(Records from a pointing dataset)
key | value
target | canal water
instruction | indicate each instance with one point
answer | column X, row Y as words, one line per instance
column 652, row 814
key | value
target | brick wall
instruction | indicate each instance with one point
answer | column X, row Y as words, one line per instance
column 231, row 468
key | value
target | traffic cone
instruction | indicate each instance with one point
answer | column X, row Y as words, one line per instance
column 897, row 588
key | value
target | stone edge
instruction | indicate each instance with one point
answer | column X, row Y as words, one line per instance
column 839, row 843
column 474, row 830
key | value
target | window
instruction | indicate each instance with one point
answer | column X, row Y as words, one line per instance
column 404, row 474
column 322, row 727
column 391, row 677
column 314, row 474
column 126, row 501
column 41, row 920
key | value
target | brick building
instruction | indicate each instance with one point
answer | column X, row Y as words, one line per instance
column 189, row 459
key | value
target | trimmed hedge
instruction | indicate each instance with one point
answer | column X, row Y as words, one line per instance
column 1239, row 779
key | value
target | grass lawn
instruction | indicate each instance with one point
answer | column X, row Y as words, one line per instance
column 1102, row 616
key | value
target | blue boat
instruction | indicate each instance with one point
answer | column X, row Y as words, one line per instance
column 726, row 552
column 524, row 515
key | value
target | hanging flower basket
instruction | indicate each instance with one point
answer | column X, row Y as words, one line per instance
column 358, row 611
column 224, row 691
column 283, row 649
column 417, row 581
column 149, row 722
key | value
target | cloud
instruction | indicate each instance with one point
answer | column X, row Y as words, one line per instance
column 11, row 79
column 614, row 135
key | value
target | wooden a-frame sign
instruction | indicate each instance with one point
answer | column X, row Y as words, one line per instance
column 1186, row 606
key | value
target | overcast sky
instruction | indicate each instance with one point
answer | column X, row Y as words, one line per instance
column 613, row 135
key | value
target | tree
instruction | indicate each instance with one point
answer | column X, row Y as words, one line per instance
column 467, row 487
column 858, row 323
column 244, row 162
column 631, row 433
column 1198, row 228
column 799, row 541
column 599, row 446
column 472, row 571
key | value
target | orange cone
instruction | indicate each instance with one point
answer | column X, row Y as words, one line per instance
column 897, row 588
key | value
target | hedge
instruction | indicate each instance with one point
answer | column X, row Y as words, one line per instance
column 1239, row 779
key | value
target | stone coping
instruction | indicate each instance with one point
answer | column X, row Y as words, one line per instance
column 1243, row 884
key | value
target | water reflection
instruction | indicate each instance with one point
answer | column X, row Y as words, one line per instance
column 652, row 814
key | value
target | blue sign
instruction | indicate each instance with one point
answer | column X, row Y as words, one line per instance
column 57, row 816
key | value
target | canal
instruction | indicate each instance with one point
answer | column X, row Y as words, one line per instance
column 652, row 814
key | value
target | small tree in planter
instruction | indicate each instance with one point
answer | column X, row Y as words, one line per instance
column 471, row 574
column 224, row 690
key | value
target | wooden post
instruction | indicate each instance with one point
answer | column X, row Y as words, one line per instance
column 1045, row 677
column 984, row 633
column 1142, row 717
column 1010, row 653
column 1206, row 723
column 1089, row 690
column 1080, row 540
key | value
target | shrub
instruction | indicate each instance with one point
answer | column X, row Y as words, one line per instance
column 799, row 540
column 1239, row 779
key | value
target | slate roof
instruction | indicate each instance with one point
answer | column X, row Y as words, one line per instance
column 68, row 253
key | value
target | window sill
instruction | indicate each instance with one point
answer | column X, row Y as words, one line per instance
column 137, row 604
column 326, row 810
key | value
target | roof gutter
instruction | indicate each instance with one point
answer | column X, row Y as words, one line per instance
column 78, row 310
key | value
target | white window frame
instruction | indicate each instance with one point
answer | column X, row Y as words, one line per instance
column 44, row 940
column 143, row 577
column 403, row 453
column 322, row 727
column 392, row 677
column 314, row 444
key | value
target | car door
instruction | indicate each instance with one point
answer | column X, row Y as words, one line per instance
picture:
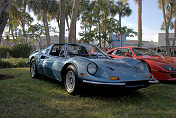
column 40, row 58
column 123, row 52
column 55, row 61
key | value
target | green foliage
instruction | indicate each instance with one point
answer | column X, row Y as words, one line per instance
column 98, row 20
column 20, row 50
column 3, row 51
column 13, row 62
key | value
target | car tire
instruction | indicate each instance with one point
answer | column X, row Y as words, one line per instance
column 146, row 65
column 71, row 82
column 33, row 69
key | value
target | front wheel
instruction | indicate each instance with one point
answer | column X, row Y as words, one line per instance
column 33, row 69
column 71, row 81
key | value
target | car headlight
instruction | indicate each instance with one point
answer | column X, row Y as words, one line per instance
column 141, row 65
column 169, row 68
column 92, row 68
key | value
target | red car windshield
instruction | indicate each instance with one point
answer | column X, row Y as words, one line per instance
column 145, row 52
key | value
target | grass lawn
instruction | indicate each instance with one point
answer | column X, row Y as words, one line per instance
column 24, row 97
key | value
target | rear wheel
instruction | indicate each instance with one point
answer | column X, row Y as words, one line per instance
column 33, row 70
column 71, row 81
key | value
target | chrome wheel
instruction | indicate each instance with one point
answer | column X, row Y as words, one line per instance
column 70, row 81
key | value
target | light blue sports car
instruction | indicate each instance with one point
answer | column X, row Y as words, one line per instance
column 77, row 64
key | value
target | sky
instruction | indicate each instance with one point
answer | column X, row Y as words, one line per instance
column 152, row 18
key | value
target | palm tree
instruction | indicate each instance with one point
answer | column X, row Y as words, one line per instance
column 40, row 8
column 123, row 9
column 139, row 2
column 169, row 6
column 62, row 23
column 72, row 30
column 5, row 6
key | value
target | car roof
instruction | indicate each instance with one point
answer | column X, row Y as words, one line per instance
column 82, row 44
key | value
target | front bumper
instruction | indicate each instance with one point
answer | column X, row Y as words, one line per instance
column 128, row 84
column 169, row 76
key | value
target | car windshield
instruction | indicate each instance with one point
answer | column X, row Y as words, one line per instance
column 145, row 52
column 85, row 50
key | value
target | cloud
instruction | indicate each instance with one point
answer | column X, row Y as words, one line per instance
column 148, row 34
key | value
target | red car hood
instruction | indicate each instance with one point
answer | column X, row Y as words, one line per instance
column 160, row 59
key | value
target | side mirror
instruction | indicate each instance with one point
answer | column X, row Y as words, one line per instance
column 128, row 55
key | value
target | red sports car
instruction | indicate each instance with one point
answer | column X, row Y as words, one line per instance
column 161, row 67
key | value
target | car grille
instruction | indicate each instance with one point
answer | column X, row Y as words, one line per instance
column 133, row 83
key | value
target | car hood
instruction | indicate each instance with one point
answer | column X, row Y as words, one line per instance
column 159, row 59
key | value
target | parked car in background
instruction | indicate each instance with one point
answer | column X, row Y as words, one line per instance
column 161, row 67
column 79, row 64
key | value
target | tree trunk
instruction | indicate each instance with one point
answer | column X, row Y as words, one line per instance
column 139, row 23
column 99, row 31
column 5, row 6
column 173, row 44
column 62, row 23
column 120, row 29
column 167, row 26
column 45, row 22
column 23, row 20
column 72, row 32
column 67, row 22
column 104, row 43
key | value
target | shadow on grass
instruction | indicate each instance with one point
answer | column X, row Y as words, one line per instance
column 99, row 91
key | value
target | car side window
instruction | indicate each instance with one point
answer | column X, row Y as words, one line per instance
column 56, row 50
column 122, row 51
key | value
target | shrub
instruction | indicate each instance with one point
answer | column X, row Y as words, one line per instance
column 20, row 50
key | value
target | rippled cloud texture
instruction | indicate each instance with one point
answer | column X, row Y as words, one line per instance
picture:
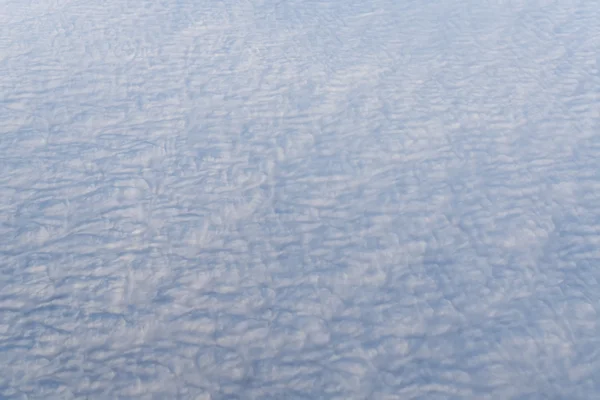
column 316, row 199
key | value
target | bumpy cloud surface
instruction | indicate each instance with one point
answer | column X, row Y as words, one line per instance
column 299, row 199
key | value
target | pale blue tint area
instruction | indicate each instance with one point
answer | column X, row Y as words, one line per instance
column 299, row 199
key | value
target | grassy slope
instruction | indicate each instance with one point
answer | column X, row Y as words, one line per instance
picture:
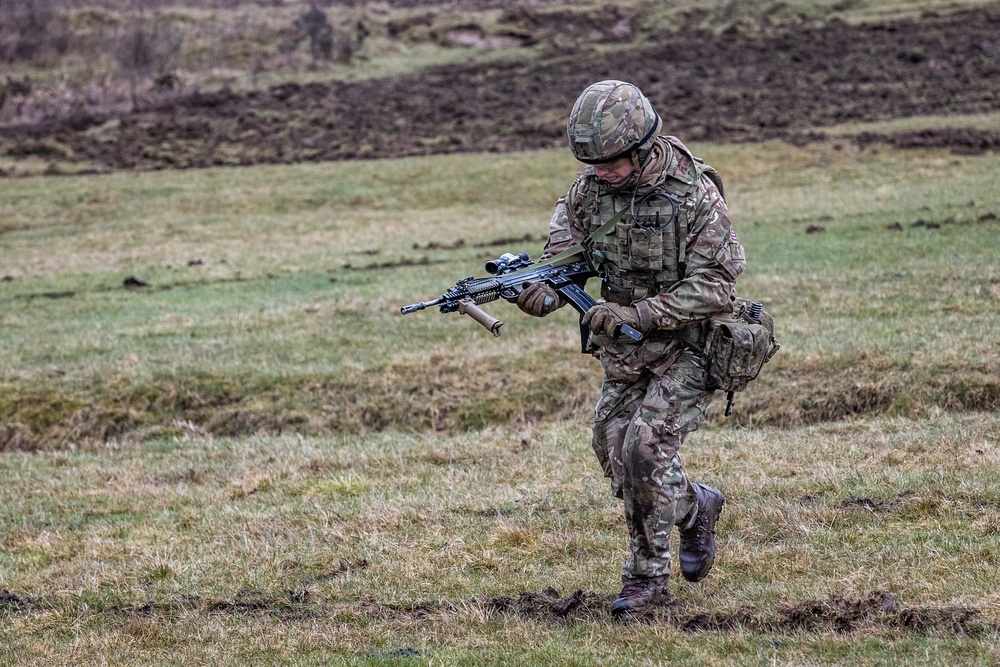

Directions for this task –
Copy the material above word for word, from its first line through the line containing "column 231, row 468".

Complete output –
key | value
target | canal water
instruction | indicate each instance with one point
answer | column X, row Y as words, one line per instance
column 652, row 814
key | value
target | brick wall
instruction | indicate each instance with one point
answer | column X, row Y as words, one line per instance
column 231, row 468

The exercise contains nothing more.